#### DOCUMENT PASSAGE
######

Hello people…! In this post I will explain one of the most widely used Graph Search Algorithms, the Breadth First Search (BFS) Algorithm. Once you have learned this, you would have gained a new weapon in your arsenal, and you can start solving good number of Graph Theory related competitive programming questions.
What we do in a BFS is a simple step-by-step process, which is –
- Start from a vertex S. Let this vertex be at, what is called…. “Level 0”.
- Find all the other vertices that are immediately accessible from this starting vertex S, i.e., they are only a single edge away (the adjacent vertices).
- Mark these adjacent vertices to be at “Level 1”.
- There will be a challenge that you might be coming back to the same vertex due to a loop or a ring in the graph. If this happens your BFS will take ∞ time. So, you will go only to those vertices who do not have their “Level” set to some value.
- Mark which is the parent vertex of the current vertex you’re at, i.e., the vertex from which you accessed the current vertex. Do this for all the vertices at Level 1.
- Now, find all those vertices that are a single edge away from all the vertices which are at “Level 1”. These new set of vertices will be at “Level 2”.
- Repeat this process until you run out of graph.
This might sound heavy… Well atleast it would sound heavy to me if I heard it for the first time…! Many questions may pop-up in your mind, like, “How are we gonna do all that…?!”. Well, for now, focus on the concept, we will talk about the code later. And remember, we are talking about an Undirected Graph here. We will talk about Directed Graphs later. To understand the above stated steps, examine the picture below –
Breadth First Search Algorithm – Step-by-Step
The sketch clearly shows you how we explore the vertices adjacent to a vertex and mark their levels. If you have noticed, whenever there were two ways of accessing the same vertex from multiple vertices of the same Level, i.e., in the diagram, Vertex 3 was accessible from Vertex 2 and Vertex 8, we preferred its parent to be Vertex 8, the larger number. Why is that so…? We will learn that in a short moment.

######

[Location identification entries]
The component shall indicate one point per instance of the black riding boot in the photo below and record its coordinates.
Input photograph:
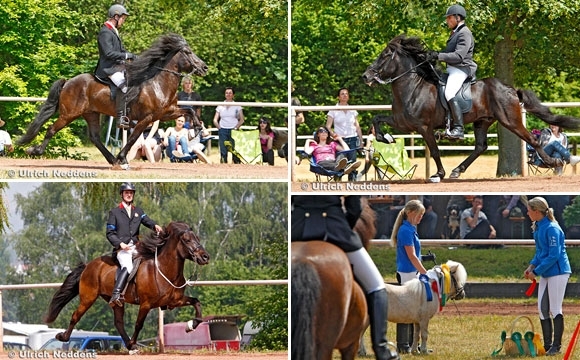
(404, 338)
(558, 332)
(120, 282)
(121, 108)
(457, 128)
(377, 306)
(547, 333)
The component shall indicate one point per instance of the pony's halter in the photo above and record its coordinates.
(391, 80)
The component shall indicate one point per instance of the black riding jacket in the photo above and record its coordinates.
(122, 228)
(321, 217)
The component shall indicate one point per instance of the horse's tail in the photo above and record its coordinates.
(534, 106)
(68, 291)
(305, 294)
(47, 109)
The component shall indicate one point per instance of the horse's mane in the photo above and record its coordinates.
(151, 241)
(365, 226)
(414, 48)
(151, 61)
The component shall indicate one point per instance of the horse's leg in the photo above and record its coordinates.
(141, 316)
(480, 131)
(95, 135)
(119, 320)
(429, 138)
(86, 301)
(137, 131)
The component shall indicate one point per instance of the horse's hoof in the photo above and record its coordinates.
(192, 325)
(454, 175)
(435, 179)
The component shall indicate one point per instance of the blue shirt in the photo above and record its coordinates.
(551, 258)
(407, 236)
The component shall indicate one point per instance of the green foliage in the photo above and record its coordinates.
(242, 225)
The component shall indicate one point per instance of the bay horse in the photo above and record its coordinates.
(158, 283)
(153, 80)
(328, 307)
(416, 107)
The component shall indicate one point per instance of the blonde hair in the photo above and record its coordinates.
(411, 206)
(540, 204)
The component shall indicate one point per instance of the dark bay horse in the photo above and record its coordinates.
(416, 107)
(158, 283)
(153, 80)
(329, 308)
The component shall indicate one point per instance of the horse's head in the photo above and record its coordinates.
(458, 280)
(188, 244)
(403, 55)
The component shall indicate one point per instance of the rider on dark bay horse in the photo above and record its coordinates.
(122, 232)
(112, 57)
(321, 217)
(458, 55)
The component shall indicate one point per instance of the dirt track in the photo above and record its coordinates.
(75, 170)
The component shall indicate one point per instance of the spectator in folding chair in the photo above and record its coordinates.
(324, 151)
(555, 144)
(226, 119)
(266, 140)
(148, 146)
(195, 147)
(174, 136)
(346, 125)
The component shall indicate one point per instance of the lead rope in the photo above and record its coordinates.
(165, 277)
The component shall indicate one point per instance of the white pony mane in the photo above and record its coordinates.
(459, 270)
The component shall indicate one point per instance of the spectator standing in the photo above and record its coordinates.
(226, 119)
(5, 140)
(474, 223)
(266, 140)
(409, 266)
(551, 264)
(187, 94)
(345, 123)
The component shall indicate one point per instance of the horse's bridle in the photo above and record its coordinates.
(391, 80)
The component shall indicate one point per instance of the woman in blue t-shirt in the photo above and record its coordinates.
(409, 266)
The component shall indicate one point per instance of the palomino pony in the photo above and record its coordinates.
(158, 283)
(329, 309)
(408, 303)
(416, 107)
(153, 80)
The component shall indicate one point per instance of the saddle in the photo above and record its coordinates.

######

#### EXERCISE 1
In the BFS explanation, what level is the starting vertex S said to be at?
#### EXERCISE 2
Reproduce the BFS explanation, beginning at the words "- Mark these" and stopping after the words "out of graph.".
#### EXERCISE 3
Decide whether each statement agrees with the BFS explanation, answering yes or no and quoting the deciding words: (a) A loop or ring in the graph could make the BFS take ∞ time. (b) The steps described concern a Directed Graph. (c) In the diagram, Vertex 2 was preferred as the parent of Vertex 3.

#### TASK SOLUTION 1
Level 0

#### TASK SOLUTION 2
- Mark these adjacent vertices to be at “Level 1”.
- There will be a challenge that you might be coming back to the same vertex due to a loop or a ring in the graph. If this happens your BFS will take ∞ time. So, you will go only to those vertices who do not have their “Level” set to some value.
- Mark which is the parent vertex of the current vertex you’re at, i.e., the vertex from which you accessed the current vertex. Do this for all the vertices at Level 1.
- Now, find all those vertices that are a single edge away from all the vertices which are at “Level 1”. These new set of vertices will be at “Level 2”.
- Repeat this process until you run out of graph.

#### TASK SOLUTION 3
(a) Yes: "If this happens your BFS will take ∞ time."
(b) No: "we are talking about an Undirected Graph here."
(c) No: "we preferred its parent to be Vertex 8, the larger number."